| Objective 1 |
Reproduce verbatim the passage of the essay on negotiation that begins at the words "I’m involved in" and stops after the words "want to do.".
| Objective 2 |
According to the essay on negotiation, which business did the mother's side of the writer's family settle on?

| Text provided |
On Negotiation

I’m involved in several negotiations, so I thought this was a good moment to remind myself what I believe about negotiation. My fundamental belief is that negotiations are a value-creating process (or at least can be), not just a transaction cost or (worse) a power struggle. Here’s how I try to create value in negotiations.
First a little background. My mother’s side of the family were hustlers. They settled on car sales as the family business. This gave everyone ample opportunity to exercise the skills with negotiation to gain power over other people. In this model, the payoff of negotiations is getting someone else to do something they didn’t want to do.
I spent many hours as a kid sitting in the corner of my grandfather’s office, ostensibly playing but in reality paying attention to him doing deals. This gave me a solid grounding in the mechanics of dealing. Sometimes while negotiating I have a sense of what’s going to happen next that has been valuable to me. That’s the good part of having learned from an expert negotiator. Watching all the short-sighted power games was the bad part.
Negotiation as a power struggle comes at great personal cost. I watched people in my family destroyed by their addiction to power and I experienced the cost of that addiction to the people around them. Even if power negotiation “worked”, it wouldn’t be worth it, but it doesn’t work. In the long haul, you keep running into the same people over and over, even in a profession as large as ours. The potential gains from leaving the last negotiation with everyone satisfied is much greater than the immediate gain of a better deal that leaves regrets in its wake.

| Excerpted records |
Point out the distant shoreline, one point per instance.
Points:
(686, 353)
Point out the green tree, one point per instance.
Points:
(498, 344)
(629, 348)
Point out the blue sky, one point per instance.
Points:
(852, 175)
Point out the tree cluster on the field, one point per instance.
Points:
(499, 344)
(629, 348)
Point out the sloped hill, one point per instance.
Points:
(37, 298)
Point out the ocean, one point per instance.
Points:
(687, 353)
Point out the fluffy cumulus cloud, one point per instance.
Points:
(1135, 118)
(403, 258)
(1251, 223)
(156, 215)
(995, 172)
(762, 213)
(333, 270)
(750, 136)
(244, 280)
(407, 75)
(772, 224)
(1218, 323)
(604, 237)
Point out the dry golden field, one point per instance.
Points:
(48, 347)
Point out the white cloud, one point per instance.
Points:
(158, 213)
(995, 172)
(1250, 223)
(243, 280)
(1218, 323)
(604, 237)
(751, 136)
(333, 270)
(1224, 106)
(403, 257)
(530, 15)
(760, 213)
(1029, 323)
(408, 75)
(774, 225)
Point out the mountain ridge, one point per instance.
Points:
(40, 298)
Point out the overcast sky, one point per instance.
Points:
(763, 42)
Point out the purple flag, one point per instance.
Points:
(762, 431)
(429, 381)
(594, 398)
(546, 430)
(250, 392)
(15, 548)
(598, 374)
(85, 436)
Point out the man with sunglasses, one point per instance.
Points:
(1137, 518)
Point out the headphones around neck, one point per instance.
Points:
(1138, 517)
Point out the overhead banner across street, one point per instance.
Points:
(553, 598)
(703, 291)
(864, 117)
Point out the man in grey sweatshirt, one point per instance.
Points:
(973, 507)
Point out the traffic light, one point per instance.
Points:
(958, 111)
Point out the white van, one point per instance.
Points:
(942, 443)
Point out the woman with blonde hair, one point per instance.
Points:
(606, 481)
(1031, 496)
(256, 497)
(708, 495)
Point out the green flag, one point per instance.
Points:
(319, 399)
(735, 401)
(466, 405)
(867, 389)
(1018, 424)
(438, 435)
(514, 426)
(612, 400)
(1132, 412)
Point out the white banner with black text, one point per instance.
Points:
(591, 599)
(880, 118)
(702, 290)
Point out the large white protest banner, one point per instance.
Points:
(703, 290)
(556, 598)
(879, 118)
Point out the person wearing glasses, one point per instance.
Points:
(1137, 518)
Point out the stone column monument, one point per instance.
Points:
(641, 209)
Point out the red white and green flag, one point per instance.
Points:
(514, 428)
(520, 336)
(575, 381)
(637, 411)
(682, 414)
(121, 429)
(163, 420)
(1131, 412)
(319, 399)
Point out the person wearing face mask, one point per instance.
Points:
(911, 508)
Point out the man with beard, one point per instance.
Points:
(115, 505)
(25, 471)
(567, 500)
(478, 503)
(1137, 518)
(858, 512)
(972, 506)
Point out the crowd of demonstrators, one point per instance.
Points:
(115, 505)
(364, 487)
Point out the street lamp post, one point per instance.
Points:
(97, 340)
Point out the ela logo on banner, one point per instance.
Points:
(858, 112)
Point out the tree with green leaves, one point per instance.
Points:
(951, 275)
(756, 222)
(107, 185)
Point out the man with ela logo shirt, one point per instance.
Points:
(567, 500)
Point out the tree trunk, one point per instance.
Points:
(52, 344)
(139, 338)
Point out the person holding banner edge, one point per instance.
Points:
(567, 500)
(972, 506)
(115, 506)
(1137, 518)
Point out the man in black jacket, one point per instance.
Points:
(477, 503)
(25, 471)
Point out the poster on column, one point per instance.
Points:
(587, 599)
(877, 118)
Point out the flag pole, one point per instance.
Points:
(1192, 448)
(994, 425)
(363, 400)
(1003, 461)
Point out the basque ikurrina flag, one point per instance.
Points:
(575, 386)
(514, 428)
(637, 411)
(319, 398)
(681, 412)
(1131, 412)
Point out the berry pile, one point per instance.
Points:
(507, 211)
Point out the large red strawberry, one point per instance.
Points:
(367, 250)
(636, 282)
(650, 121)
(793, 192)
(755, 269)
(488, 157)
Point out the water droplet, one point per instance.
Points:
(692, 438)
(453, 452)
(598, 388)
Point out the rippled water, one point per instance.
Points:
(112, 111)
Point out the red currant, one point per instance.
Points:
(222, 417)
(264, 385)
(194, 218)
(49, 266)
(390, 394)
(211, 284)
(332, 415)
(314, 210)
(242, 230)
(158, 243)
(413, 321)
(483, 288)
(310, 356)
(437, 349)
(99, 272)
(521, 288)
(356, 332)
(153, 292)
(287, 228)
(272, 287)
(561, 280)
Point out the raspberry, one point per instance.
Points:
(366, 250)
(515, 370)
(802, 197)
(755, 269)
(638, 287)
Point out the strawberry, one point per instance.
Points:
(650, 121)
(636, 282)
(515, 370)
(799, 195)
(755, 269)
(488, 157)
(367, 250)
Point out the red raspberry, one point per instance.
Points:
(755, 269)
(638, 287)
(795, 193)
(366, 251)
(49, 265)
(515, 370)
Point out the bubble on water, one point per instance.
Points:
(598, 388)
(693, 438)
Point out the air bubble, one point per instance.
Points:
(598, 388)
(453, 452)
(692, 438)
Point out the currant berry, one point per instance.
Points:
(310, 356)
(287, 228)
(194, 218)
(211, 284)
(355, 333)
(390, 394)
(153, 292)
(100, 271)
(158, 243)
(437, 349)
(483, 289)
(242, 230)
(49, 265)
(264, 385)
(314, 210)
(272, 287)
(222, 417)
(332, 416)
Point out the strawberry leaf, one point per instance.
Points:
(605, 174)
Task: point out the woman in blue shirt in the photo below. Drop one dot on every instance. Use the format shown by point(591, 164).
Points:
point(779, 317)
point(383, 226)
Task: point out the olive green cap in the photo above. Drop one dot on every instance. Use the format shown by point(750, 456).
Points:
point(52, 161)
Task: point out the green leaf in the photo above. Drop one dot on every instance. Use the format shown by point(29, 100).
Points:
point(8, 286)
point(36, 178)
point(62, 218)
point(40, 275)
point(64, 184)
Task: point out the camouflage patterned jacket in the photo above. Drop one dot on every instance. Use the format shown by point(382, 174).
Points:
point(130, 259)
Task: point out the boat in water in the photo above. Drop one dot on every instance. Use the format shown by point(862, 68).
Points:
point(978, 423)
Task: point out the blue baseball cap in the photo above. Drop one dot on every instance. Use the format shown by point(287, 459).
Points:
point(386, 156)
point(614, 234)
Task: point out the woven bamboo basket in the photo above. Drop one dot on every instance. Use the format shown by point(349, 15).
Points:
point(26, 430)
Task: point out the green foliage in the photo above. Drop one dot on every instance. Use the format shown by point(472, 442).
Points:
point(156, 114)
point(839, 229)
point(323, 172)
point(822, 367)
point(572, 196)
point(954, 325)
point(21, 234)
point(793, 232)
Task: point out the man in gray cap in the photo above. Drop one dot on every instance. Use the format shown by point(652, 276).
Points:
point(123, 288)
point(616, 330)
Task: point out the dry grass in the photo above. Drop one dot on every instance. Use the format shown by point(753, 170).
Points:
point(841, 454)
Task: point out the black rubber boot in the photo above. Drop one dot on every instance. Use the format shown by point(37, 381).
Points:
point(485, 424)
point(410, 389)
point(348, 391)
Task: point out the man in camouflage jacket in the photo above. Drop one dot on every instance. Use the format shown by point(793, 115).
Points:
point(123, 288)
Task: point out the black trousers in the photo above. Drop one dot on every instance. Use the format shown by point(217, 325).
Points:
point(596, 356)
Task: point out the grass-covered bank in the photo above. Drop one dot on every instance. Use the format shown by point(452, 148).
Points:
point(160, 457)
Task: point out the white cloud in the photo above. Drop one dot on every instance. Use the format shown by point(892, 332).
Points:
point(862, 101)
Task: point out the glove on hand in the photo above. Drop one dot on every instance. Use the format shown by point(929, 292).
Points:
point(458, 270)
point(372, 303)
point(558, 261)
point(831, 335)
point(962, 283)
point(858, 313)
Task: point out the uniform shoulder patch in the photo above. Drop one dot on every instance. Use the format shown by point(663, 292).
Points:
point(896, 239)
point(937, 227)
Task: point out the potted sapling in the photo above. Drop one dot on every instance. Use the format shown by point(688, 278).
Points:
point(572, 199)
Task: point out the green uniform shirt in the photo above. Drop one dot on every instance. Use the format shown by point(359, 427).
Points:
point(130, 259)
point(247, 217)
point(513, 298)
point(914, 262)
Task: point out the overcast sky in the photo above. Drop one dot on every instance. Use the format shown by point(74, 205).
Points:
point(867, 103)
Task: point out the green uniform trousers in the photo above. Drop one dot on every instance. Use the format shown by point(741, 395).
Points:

| Exercise result 1 |
I’m involved in several negotiations, so I thought this was a good moment to remind myself what I believe about negotiation. My fundamental belief is that negotiations are a value-creating process (or at least can be), not just a transaction cost or (worse) a power struggle. Here’s how I try to create value in negotiations.
First a little background. My mother’s side of the family were hustlers. They settled on car sales as the family business. This gave everyone ample opportunity to exercise the skills with negotiation to gain power over other people. In this model, the payoff of negotiations is getting someone else to do something they didn’t want to do.

| Exercise result 2 |
Car sales.